#### Task 1:
List every line in the records that contains the string "post", treating uppercase and lowercase letters as different.

#### Excerpted passage:
U of T Professor Sandy Welsh, a co-principal investigator of the project, says data from the national survey will help shape recommendations on addressing sexual harassment and violence in the workplace (photo by Johnny Guatto)

Researchers from the University of Toronto are helping to launch a national survey to collect comprehensive data on sexual harassment and violence in workplaces across Canada.

The survey, a collaborative effort with the Centre for Research and Education on Violence Against Women and Children at Western University (CREVAWC) and the Canadian Labour Congress, will provide insight into, among other things, why workers report – or don’t report – workplace sexual harassment, what supports workers need and the links between sexual harassment and other forms of violence in the workplace.

Sandy Welsh, professor in the department of sociology at U of T’s Faculty of Arts & Science and co-principal investigator of the study, says the survey will generate data that can shape recommendations to government and workplaces about how to address a longstanding problem.

“The #MeToo movement has created an open dialogue on the scourge of sexual harassment and violence in the workplace, with many people bravely speaking out about their experiences,” says Welsh.

“Yet, while this has told us a lot about the frequency and scale of workplace sexual harassment, there remains a dearth of comprehensive data about victims, their experiences and how workplaces respond in the wake of complaints.”

Welsh is working alongside Western University’s Barb MacQuarrie, who is CREVAWC’s community manager.

The survey launched this week and will be open to both unionized and non-unionized workers for a period of six months. It will collect responses on the prevalence of workplace harassment and violence, awareness, reporting levels, the types of actions taken by workers, supports available to them, organizational consequences and responses and implementation of preventative measures.

All data collected from the survey will be anonymous, and information obtained will not be used to identify respondents. Once a respondent has completed the survey, they will be given the option of participating in a more detailed interview or focus group session with a member of the research team.

The survey is funded by the Government of Canada’s Workplace Harassment and Violence Prevention Fund. Anyone who completes the survey will be provided with crisis and support phone numbers as well as referral information.

“A comprehensive, national survey is vital to addressing the issue of workplace sexual harassment and violence,” says Welsh. “By taking into account the varying contexts, power dynamics and social factors behind workplace sexual harassment, we can build on existing knowledge and come up with recommendations for government and workplaces on how to bring about meaningful, lasting change.”

Object pointing dataset rows
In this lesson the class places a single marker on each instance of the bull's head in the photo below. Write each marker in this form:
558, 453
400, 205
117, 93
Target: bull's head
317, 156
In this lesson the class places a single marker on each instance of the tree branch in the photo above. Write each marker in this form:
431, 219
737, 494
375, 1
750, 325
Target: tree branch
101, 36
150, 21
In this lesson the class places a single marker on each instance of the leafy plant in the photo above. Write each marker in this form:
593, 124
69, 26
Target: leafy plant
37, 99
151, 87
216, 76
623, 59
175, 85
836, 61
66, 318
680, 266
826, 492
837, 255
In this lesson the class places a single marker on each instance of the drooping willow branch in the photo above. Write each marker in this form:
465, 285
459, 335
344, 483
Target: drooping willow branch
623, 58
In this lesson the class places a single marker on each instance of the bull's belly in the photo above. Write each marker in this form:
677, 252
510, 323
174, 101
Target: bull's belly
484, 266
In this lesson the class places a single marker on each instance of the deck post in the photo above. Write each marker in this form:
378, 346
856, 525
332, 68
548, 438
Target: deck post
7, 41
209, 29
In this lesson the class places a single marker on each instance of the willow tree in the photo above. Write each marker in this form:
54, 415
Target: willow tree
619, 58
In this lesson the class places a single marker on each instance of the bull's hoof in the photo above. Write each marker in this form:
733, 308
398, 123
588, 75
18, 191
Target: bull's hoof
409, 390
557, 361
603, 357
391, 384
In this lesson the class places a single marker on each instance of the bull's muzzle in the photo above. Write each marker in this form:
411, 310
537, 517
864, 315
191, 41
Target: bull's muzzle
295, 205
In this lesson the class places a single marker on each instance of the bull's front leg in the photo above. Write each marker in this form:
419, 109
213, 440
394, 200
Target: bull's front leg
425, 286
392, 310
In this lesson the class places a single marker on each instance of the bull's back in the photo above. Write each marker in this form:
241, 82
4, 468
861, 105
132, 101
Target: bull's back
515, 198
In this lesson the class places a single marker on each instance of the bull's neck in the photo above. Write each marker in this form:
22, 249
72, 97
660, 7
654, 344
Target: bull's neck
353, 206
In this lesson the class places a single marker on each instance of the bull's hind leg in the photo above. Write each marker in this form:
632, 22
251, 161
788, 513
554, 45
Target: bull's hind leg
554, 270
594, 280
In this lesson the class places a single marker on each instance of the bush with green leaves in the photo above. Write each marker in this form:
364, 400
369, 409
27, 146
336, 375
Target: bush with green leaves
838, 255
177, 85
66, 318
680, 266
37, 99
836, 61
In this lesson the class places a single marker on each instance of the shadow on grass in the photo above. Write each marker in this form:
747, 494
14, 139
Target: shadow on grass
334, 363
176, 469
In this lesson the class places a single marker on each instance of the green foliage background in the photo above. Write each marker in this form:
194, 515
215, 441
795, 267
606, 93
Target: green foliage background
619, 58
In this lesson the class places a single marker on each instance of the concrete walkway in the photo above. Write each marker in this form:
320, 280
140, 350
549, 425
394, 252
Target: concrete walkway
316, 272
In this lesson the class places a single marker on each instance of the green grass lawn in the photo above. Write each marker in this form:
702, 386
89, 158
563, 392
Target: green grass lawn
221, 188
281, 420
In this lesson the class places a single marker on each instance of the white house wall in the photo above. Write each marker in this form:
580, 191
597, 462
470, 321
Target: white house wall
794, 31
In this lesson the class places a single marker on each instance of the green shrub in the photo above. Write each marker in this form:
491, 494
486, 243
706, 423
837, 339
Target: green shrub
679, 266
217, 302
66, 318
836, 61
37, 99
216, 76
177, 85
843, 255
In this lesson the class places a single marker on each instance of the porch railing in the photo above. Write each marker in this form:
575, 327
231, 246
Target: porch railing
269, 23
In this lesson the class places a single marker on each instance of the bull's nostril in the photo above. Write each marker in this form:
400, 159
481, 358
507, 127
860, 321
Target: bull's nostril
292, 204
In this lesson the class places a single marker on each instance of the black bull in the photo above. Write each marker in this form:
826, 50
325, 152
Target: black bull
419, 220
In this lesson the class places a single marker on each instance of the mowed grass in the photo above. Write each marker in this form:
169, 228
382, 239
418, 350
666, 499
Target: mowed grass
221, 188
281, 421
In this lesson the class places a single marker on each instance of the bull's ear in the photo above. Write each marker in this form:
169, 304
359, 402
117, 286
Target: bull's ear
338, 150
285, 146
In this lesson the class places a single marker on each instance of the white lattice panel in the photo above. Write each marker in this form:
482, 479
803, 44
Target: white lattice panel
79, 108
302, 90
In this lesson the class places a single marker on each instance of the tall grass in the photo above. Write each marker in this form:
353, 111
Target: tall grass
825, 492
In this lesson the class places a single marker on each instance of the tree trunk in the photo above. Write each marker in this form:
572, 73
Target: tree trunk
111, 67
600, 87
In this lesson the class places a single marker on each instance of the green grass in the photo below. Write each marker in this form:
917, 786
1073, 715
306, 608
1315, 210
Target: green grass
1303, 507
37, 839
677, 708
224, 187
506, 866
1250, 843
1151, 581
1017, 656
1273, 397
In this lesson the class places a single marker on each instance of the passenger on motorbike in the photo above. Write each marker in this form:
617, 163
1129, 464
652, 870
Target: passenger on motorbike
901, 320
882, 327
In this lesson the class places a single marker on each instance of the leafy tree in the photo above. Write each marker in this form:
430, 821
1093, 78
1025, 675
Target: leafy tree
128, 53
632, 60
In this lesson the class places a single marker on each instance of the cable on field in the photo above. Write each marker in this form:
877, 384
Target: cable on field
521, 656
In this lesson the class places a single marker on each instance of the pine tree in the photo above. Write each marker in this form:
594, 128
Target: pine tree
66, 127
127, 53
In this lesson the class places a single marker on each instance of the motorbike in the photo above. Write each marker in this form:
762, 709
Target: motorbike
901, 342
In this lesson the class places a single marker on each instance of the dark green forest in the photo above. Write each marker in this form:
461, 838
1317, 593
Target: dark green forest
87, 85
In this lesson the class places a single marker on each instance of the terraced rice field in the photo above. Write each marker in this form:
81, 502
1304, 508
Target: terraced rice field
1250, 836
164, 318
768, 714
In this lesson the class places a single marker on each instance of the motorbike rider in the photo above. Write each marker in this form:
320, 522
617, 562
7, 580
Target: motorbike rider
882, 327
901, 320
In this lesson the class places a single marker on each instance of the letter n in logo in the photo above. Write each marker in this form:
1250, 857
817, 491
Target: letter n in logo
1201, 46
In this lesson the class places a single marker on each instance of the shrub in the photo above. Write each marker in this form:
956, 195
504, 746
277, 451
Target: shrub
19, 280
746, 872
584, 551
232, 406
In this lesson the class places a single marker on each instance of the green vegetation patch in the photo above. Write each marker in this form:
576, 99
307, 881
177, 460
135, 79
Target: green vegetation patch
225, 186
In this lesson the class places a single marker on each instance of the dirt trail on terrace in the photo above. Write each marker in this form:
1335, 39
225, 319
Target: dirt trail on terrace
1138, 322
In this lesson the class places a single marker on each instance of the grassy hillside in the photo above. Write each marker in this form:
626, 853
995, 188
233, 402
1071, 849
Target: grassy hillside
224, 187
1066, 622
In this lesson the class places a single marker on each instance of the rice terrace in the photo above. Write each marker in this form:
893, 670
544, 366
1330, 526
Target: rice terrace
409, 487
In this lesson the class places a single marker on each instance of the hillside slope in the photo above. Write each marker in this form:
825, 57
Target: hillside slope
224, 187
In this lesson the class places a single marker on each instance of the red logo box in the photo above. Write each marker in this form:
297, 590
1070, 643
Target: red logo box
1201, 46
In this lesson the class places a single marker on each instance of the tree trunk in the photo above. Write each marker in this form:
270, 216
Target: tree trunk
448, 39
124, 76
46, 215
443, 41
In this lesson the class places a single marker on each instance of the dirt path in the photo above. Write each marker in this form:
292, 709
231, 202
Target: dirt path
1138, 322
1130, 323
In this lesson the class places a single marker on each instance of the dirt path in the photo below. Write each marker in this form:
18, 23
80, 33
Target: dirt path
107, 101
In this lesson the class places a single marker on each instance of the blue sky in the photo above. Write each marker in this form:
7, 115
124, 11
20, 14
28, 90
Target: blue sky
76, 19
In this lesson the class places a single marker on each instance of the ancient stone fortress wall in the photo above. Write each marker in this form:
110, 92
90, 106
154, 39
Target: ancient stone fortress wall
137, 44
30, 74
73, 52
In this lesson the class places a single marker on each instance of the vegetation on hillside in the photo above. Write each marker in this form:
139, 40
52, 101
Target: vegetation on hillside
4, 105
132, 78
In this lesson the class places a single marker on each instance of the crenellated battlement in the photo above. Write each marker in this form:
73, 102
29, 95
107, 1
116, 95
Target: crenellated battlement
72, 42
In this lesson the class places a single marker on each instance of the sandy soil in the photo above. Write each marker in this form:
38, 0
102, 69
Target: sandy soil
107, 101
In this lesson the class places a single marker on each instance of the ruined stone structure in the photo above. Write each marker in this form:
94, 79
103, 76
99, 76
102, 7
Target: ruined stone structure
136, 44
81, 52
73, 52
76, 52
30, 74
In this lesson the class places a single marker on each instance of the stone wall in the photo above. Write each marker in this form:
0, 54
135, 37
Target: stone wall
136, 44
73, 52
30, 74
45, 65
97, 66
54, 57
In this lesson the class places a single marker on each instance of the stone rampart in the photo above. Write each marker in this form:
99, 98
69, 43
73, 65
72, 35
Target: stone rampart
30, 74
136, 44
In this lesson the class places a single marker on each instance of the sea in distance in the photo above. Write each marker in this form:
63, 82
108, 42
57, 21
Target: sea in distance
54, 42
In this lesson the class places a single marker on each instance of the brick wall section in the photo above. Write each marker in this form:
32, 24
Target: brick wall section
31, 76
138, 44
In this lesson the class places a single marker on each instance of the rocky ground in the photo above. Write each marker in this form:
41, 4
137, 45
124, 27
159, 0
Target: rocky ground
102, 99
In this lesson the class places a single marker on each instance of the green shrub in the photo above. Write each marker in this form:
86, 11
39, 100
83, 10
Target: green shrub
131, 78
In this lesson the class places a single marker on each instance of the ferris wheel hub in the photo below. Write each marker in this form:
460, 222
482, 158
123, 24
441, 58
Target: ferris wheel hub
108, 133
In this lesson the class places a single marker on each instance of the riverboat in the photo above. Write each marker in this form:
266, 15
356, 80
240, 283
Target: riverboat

#### Task 2:
According to the article on the national workplace harassment survey, what are all the things the survey will collect responses on?

#### Correct result 1:
In this lesson the class places a single marker on each instance of the deck post in the photo above. Write each marker in this form:
Target: deck post

#### Correct result 2:
- The prevalence of workplace harassment and violence
- Awareness
- Reporting levels
- The types of actions taken by workers
- Supports available to them
- Organizational consequences and responses
- Implementation of preventative measures